▸ What this exercise asks:
**1.** In the Writer's Festival post, what was the title of the Tristan Bancks session?
**2.** Output the Writer's Festival post from "From there we" to "27 young, (mostly)", copied word for word.
**3.** Write the next part of the Writer's Festival post, picking up right after its final sentence.

On the Friday of 
the Writer's Festival, my nephew, Mr 11, and I took the day off work and school 
to go to some of the workshops for children.
We headed to 
Newcastle Library for a look around before our first session. In the children's 
section we found the Sensory Zone with all these fabulous Seussical inspired 
pieces by Bliss. I had already bought the kids (and myself) one of her touch 
lights for Christmas so it was great for Mr 11 to see some of her larger 
designs...but he wasn't so keen to pose for me.  We had managed an Egg Head in 
Civic Park earlier so I guess that was that!
After a while we 
headed up to look at the Canoe Pool exhibition they had in their Local History 
area, loads of great old photos to look at. Mr 11 particularly liked the photo 
with kids his age wearing "really weird swimmers", no way you'd get him into a 
pair he muttered. Then we looked at the Shaun Tan exhibit, which was gorgeous as 
you would imagine.
From there we 
waited to go into the Tristan Bancks session, Writing for 
Boys.
The session was a 
fully loaded 90 minutes of work and fun. A group of about 27 young, (mostly) 
introverted boys sat on large cushions on the floor, and it was a glorious thing 
to behold. I had intended to stay a little while, go for a walk and come back, 
but the session was so interesting, I stayed the entire time! As the kids were a 
mostly shy bunch, poor Tristan had his work cut out for him, but he managed it 
effortlessly.
The session was 
well put together with lots of short videos and information from Tristan about 
his childhood, writing, books, television appearances etc. But it was the 
writing exercises scattered throughout that were the most fascinating. He set a 
range of 5 minute exercises, set his phone and timed them in fact. His 
instructions for each exercise were mostly, just write, don't worry about what 
you write, write what words come into your head. He further explained that in 
creative writing 90% of what you come up with is not that good, it's the 10% you 
get the gold from and often you never know where it comes from, so by writing 
everything down that's how you find the gold. (or something to that point, which 
I thought was gold indeed!!!)

▸ Record list:
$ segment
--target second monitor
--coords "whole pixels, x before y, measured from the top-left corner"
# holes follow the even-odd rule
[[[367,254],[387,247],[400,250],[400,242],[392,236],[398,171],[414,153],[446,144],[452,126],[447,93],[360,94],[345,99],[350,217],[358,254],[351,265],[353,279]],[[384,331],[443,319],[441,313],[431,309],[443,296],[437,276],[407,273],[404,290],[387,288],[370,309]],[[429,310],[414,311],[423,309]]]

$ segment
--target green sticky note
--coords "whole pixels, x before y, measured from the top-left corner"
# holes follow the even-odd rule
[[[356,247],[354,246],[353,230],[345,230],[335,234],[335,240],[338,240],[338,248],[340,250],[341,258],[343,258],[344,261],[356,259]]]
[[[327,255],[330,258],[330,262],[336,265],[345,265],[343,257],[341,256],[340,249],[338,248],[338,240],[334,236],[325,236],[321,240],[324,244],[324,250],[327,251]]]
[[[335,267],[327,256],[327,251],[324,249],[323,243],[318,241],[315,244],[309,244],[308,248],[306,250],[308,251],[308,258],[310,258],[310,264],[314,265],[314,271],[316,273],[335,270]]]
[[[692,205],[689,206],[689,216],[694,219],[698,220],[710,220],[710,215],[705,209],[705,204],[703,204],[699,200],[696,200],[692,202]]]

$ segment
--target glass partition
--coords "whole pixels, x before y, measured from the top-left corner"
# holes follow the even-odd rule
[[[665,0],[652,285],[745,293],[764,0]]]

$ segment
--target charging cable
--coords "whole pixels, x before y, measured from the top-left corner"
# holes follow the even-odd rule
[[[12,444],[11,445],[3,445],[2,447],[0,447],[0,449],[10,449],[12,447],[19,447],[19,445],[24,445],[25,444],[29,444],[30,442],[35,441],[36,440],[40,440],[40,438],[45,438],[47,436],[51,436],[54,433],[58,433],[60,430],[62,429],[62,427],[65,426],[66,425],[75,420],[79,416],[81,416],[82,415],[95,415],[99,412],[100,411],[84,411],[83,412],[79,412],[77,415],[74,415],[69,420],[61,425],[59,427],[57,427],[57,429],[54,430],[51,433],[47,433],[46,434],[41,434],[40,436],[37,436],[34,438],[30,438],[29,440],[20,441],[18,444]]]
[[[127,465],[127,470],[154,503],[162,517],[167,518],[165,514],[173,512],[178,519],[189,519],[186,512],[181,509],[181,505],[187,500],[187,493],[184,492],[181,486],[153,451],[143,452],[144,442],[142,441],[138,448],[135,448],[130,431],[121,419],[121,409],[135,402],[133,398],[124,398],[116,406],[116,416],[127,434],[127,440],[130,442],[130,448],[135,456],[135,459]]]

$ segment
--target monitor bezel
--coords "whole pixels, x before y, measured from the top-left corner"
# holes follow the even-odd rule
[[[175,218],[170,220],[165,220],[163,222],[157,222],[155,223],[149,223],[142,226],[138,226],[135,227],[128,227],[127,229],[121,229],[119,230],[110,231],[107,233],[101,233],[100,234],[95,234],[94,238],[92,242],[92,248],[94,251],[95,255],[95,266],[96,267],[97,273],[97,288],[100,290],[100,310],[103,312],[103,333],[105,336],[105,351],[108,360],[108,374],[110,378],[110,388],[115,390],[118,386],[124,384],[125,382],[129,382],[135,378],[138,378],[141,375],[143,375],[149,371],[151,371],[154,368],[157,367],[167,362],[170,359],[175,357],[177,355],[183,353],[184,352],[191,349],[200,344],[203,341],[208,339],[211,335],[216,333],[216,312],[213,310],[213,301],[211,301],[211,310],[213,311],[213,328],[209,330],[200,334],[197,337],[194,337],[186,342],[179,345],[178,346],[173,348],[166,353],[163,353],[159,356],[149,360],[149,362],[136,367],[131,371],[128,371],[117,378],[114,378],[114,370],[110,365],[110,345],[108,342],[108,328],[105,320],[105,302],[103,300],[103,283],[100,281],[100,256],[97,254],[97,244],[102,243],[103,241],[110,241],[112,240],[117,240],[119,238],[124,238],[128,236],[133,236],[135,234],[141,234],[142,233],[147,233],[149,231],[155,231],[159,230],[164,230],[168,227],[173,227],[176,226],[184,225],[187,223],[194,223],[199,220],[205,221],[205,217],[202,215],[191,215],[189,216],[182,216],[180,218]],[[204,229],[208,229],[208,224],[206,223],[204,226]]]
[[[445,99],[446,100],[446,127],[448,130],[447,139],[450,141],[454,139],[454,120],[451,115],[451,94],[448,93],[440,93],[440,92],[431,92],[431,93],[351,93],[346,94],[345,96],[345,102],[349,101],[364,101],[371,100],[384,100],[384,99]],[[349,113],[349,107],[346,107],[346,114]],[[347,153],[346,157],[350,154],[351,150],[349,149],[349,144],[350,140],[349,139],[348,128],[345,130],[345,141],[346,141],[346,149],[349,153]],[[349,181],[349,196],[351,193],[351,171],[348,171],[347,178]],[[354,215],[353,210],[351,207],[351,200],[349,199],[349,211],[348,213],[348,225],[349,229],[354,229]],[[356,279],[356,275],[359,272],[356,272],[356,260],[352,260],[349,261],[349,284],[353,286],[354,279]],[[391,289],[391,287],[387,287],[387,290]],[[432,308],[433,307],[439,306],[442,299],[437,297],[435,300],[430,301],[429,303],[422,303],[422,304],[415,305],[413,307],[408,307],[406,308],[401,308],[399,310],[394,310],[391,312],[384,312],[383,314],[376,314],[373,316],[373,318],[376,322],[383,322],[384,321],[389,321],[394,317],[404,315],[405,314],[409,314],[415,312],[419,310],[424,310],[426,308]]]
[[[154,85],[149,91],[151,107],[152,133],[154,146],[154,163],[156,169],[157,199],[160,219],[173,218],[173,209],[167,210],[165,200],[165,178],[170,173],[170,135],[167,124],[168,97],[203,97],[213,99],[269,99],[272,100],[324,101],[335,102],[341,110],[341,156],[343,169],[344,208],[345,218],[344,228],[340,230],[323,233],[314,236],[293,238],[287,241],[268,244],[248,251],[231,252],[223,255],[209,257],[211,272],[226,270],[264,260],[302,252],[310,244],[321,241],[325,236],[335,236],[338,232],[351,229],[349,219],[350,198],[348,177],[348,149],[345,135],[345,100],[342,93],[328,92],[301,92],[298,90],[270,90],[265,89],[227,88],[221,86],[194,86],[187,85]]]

▸ Outputs in order:
**1.** Writing for Boys

**2.**
From there we 
waited to go into the Tristan Bancks session, Writing for 
Boys.
The session was a 
fully loaded 90 minutes of work and fun. A group of about 27 young, (mostly)

**3.**
Some of the 
exercises included first thoughts (whatever enters your head or what you see, 
write it down) best done first thing in the morning, I remember when (using 
memory as a device), listening to instrumental music for inspiration, reading 
sections of his book and asking them to jot down what they thought happened next 
and so on. 
Tristan also read 
a lot from his series of short stories, My Life and Other Stuff. These are funny 
stories based around a kid the boys age and other characters he knows from 
school and family. He asked the kids to brainstorm some ideas for his third book 
of these stories. He wrote all the kids ideas up on a whiteboard and named it 
after the session, he said if he included it in the book, he would acknowledge 
them in the book. I thought that was very cool, you could tell the kids did 
too.
Afterwards, we 
bought a few of his books and Mr 11 lined up for Tristan to sign them, which was 
pretty exciting.
We indulged in 
Coco Mondo for lunch and then hit Civic Park for a stretch and read. Mr 11 has 
been, like most boys his age, a reluctant reader, so for him to suggest we sit 
on a park bench and read was a heart warming moment.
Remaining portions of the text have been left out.